Two alternative explanations of the body-image abnormality in anorexia nervosa patients are outlined: namely, the ‘abnormal sensitivity’ and ‘adaptational failure’ hypotheses. Evidence relating to these 2 conflicting hypotheses was obtained from body-perception measurements carried out on groups of pregnant women.
In the first study 40 pregnant women, at approximately 4 months' duration, were found to overestimate their bodily dimensions, albeit to a lesser extent than the previously tested group of anorexia nervosa patients (Slade & Russell, 1973a). When they were subdivided on the basis of a history of weight change over the previous 12 months, the ‘stable weight’ subgroup was found to overestimate significantly more than the ‘weight gain’ and ‘weight loss’ subgroups.
In a second study 16 of the original group of pregnant women were retested at approximately 8 months' duration. Although their weight and bodily dimensions had increased on retesting, their tendency to overestimate was found to be significantly reduced.
It was concluded that the phenomenon of body-image disorder is not specific to anorexia nervosa, extending not only to patients with obesity and to some normal women, but also to women during pregnancy. Moreover, the ‘abnormal sensitivity’ hypothesis was considered to fit these and other recently accumulated data better than the alternative ‘adaptational failure’ hypothesis. Some of the theoretical and clinical implications of these findings are discussed.

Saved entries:
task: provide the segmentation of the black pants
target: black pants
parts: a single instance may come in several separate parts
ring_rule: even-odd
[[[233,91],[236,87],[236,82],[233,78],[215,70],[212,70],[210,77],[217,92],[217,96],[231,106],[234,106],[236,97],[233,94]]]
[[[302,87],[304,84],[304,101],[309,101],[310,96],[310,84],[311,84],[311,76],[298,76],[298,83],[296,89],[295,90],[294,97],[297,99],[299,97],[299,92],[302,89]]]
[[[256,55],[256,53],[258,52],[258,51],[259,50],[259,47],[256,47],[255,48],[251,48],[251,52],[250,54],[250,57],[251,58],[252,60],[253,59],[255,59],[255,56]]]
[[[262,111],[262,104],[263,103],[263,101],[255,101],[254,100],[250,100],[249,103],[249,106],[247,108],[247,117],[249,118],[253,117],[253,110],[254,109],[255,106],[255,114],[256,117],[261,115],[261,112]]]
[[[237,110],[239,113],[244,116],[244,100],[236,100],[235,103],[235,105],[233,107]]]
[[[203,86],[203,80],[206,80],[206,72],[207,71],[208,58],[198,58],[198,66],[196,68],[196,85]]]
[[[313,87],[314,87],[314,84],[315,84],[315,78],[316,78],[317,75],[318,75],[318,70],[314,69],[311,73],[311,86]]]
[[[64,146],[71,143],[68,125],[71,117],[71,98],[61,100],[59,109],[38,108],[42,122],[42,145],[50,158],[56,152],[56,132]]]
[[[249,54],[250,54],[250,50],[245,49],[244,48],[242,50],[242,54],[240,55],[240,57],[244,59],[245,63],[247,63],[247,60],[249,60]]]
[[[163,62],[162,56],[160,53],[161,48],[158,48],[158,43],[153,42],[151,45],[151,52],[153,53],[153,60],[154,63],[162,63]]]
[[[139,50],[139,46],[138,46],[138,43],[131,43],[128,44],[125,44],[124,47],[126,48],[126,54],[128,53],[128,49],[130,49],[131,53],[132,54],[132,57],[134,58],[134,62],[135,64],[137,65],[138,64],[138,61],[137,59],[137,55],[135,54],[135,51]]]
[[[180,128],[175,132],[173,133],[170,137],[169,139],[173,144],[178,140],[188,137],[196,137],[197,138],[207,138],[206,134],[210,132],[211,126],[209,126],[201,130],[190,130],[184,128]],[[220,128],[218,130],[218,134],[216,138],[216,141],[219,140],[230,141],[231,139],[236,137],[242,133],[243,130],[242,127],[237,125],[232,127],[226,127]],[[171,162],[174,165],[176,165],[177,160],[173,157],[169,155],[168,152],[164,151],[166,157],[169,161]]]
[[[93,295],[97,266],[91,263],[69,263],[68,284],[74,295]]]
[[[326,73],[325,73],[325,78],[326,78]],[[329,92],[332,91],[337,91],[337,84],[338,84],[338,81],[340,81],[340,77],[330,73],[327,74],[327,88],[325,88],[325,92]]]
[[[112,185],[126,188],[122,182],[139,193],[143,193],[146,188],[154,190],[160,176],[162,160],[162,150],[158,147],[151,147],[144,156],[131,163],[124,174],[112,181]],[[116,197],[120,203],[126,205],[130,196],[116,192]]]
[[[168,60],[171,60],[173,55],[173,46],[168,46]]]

Using the information:
1 - According to the abstract, how many of the original pregnant women were retested at approximately 8 months' duration?
2 - Reproduce the passage of the abstract that begins at the words "Two alternative explanations" and stops after the words "of pregnant women.".
These records have no connection to the abstract on body perception in pregnant women.

Completed exercise:
1 - Sixteen of the original group were retested.

2 -
Two alternative explanations of the body-image abnormality in anorexia nervosa patients are outlined: namely, the ‘abnormal sensitivity’ and ‘adaptational failure’ hypotheses. Evidence relating to these 2 conflicting hypotheses was obtained from body-perception measurements carried out on groups of pregnant women.